Dataset entries
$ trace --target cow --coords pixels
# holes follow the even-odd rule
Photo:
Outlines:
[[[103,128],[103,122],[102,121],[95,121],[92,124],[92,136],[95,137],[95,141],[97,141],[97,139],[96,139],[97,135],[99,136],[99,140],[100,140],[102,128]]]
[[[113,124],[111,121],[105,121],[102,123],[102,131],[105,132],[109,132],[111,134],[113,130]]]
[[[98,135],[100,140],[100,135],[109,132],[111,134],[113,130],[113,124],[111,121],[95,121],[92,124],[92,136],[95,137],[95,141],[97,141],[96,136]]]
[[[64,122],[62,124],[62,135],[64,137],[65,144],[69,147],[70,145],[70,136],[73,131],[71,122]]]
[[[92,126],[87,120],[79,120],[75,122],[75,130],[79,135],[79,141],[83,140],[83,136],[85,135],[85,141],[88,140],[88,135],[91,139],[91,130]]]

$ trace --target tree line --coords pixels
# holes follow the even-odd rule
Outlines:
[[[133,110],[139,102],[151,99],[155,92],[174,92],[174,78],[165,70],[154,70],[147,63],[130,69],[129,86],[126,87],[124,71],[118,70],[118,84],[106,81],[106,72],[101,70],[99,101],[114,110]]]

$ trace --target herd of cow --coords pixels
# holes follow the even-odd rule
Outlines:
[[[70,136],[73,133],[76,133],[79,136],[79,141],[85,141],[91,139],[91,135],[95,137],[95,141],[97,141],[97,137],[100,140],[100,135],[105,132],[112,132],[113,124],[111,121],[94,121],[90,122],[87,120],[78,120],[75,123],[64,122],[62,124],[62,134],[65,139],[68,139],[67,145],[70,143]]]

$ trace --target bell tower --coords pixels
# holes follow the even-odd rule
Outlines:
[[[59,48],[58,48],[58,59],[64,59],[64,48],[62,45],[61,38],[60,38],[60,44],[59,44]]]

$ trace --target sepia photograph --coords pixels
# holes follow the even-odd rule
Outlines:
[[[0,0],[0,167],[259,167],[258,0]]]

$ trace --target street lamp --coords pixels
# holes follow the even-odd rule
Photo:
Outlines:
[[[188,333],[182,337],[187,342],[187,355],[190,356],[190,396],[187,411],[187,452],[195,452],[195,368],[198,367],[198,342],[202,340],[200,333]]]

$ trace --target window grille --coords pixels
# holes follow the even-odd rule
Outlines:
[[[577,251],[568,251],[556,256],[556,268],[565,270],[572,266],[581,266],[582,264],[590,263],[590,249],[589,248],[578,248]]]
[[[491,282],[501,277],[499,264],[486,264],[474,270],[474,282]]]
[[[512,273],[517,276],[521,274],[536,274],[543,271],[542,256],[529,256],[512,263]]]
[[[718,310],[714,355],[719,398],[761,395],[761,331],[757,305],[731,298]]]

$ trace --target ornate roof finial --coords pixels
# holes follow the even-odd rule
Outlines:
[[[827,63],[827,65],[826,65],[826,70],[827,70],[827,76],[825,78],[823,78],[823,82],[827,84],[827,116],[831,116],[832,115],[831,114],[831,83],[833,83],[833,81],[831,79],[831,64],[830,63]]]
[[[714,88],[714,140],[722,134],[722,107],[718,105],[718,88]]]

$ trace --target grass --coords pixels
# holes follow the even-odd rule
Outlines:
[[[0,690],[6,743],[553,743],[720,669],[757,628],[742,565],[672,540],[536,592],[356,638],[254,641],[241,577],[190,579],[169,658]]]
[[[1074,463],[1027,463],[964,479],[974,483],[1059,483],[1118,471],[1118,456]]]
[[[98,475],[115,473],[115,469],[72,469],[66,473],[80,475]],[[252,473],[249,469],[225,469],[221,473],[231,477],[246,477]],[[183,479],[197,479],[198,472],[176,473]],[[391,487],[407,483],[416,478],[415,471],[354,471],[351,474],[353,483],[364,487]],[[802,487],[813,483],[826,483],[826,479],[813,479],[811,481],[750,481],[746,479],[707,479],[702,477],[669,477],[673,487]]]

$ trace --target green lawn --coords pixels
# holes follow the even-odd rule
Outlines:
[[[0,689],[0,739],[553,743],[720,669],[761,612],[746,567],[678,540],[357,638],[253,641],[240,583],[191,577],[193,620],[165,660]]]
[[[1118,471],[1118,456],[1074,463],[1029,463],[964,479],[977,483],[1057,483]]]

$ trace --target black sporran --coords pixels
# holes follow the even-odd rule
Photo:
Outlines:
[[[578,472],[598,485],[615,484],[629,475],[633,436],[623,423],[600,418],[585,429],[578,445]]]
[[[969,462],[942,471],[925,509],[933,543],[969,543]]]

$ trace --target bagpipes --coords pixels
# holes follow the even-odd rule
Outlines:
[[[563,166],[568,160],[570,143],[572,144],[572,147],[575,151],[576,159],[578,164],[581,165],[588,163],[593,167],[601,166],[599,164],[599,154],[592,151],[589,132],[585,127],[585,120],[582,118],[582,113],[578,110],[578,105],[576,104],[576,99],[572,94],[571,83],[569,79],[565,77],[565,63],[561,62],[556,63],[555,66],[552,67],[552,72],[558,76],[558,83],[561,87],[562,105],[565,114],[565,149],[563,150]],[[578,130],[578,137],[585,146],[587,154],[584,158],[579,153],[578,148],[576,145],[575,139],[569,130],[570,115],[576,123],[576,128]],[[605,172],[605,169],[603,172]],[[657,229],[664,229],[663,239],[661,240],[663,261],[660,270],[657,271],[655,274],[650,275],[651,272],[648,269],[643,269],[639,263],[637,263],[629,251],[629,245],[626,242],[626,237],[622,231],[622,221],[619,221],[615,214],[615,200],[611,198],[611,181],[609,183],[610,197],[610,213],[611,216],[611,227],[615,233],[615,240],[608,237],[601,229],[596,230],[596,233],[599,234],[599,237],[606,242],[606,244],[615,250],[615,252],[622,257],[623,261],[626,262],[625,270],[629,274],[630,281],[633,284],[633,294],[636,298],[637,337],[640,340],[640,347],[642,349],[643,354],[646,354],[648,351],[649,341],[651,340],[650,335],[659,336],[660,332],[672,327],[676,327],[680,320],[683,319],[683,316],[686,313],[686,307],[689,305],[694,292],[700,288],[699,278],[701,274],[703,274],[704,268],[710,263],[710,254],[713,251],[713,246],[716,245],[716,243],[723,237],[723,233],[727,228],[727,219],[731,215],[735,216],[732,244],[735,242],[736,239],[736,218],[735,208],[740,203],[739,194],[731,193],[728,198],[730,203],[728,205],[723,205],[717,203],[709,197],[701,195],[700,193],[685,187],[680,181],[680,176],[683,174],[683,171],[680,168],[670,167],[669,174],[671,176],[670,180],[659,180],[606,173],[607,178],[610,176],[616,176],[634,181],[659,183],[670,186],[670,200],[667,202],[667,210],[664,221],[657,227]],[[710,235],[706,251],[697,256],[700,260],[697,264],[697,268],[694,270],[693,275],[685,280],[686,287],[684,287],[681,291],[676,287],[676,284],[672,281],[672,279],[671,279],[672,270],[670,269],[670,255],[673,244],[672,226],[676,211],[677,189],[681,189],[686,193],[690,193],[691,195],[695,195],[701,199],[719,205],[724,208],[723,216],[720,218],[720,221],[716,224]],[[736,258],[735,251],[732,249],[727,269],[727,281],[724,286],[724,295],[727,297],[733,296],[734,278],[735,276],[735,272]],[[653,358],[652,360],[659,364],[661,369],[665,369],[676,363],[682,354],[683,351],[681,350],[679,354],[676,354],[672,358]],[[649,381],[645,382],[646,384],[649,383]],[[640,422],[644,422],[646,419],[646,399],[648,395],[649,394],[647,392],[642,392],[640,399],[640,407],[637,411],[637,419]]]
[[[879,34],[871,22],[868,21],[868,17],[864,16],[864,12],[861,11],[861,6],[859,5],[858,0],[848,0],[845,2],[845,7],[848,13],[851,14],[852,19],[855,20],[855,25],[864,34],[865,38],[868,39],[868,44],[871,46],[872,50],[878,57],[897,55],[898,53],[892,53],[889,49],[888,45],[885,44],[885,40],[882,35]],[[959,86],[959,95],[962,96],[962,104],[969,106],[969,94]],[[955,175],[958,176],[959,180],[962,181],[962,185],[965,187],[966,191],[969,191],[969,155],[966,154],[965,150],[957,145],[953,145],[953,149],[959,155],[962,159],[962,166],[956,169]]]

## Problem to solve
Repeat the material from the line containing "finial --coords pixels" through the line containing "[[[714,88],[714,140],[722,134],[722,107],[718,105],[718,88]]]", including both of those lines, character for character.

## Correct response
$ trace --target ornate roof finial --coords pixels
# holes follow the even-odd rule
Outlines:
[[[827,63],[827,65],[826,65],[826,70],[827,70],[827,76],[825,78],[823,78],[823,82],[827,84],[827,116],[831,116],[832,115],[831,114],[831,83],[833,83],[833,81],[831,79],[831,64],[830,63]]]
[[[714,88],[714,140],[722,134],[722,107],[718,105],[718,88]]]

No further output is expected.